**To be done**
A. Reproduce the passage of the sales data analysis introduction from "EDA is one of" up to and including "Sales Dataset (Excel)".
B. Continue the introduction to the candy sales data analysis project from the point where it ends.

━━━ Extract to read ━━━

Tags:

Project & Dataset Introduction

In this project, I will teach you how to perform Exploratory Data Analysis (EDA) using Python on a real-world sales dataset. The objective of this project is to help you understand how raw business data can be explored, cleaned, analyzed, and interpreted using Python in a structured and logical way. This project is designed especially for beginners and intermediate learners who want to build strong fundamentals in data analysis and confidently explain insights during interviews, presentations, or video content creation.

EDA is one of the most important stages in any data-driven project. Before building dashboards, applying machine learning models, or making business decisions, it is crucial to understand the data deeply. In this project, I will walk you through how to inspect data, understand patterns, detect anomalies, and derive meaningful insights using Python libraries that work smoothly in Google Colab.

Get the Dataset here:

πŸ“₯ Download Candy Sales Dataset (Excel)

━━━ Extracted entries ━━━

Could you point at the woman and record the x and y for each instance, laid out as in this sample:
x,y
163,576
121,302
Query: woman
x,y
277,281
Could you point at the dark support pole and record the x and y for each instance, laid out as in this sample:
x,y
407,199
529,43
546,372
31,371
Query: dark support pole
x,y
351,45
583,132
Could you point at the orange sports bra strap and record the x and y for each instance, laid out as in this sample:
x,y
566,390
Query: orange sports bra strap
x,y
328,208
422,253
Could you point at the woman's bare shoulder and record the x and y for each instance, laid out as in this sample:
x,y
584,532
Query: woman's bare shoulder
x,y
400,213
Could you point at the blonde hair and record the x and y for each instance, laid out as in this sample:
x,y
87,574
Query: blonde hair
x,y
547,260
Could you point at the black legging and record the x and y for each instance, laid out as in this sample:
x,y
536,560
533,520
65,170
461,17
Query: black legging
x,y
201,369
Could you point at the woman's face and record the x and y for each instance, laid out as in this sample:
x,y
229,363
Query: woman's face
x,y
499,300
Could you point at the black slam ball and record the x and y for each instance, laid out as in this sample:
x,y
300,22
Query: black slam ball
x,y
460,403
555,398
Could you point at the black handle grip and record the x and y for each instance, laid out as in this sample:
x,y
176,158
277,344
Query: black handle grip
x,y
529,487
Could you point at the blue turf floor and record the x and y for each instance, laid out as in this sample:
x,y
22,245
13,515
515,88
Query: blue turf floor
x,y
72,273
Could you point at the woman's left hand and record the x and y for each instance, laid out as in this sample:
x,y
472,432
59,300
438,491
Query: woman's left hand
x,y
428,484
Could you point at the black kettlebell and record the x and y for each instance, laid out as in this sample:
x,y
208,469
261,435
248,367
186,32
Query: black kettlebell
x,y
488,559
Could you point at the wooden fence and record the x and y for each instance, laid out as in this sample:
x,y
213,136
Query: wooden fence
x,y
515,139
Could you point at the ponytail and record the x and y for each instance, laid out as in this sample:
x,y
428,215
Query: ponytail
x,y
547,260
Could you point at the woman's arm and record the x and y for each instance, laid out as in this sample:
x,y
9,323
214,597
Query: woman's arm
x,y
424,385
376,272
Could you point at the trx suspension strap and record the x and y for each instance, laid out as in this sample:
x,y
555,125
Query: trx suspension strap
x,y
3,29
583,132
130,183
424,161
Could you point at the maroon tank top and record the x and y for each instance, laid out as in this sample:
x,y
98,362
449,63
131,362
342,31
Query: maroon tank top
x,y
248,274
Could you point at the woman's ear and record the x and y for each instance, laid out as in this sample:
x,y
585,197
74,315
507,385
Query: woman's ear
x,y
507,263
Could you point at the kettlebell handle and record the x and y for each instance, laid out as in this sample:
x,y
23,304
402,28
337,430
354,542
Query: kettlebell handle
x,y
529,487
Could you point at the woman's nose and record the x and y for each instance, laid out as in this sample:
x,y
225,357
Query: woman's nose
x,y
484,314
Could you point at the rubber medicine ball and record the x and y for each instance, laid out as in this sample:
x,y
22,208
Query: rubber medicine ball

━━━

**Expected answers**
A.
EDA is one of the most important stages in any data-driven project. Before building dashboards, applying machine learning models, or making business decisions, it is crucial to understand the data deeply. In this project, I will walk you through how to inspect data, understand patterns, detect anomalies, and derive meaningful insights using Python libraries that work smoothly in Google Colab.

Get the Dataset here:

πŸ“₯ Download Candy Sales Dataset (Excel)

B.
Dataset Introduction

The dataset used in this project is Candy_Sales_Dataset_200_Rows_Corrected.xlsx. This dataset represents sales transactions of a candy manufacturing and distribution business over three different years. Each row corresponds to an individual sales order placed by a customer, and the dataset captures important operational, financial, and product-level information.

This dataset is ideal for EDA because it includes:

  • Time-based data (order dates, years, months)
  • Categorical variables (country, ship mode, factory, division)
  • Numerical variables (sales, units sold, cost, profit)
  • Business metrics useful for profitability analysis

The dataset contains 200 rows, making it large enough to identify trends while still being easy to analyze and explain step by step.


Column-wise Explanation

Now, let’s understand each column and what it represents:

  1. Order Date
    This column shows the exact date on which the customer placed the order. It is useful for time-based analysis such as trends, seasonality, and year-over-year comparison.
  2. Year
    This column represents the year extracted from the order date. It helps in grouping and comparing sales performance across different years.
  3. Month
    This column indicates the month of the order. It is helpful for identifying monthly trends, seasonal spikes, or slow periods in sales.
  4. Customer ID
    This is a unique identifier assigned to each customer. It allows us to analyze customer behavior, repeat purchases, and customer-level performance.
  5. Country
    This column shows the country where the order was shipped. It helps in geographical analysis and understanding market performance by region.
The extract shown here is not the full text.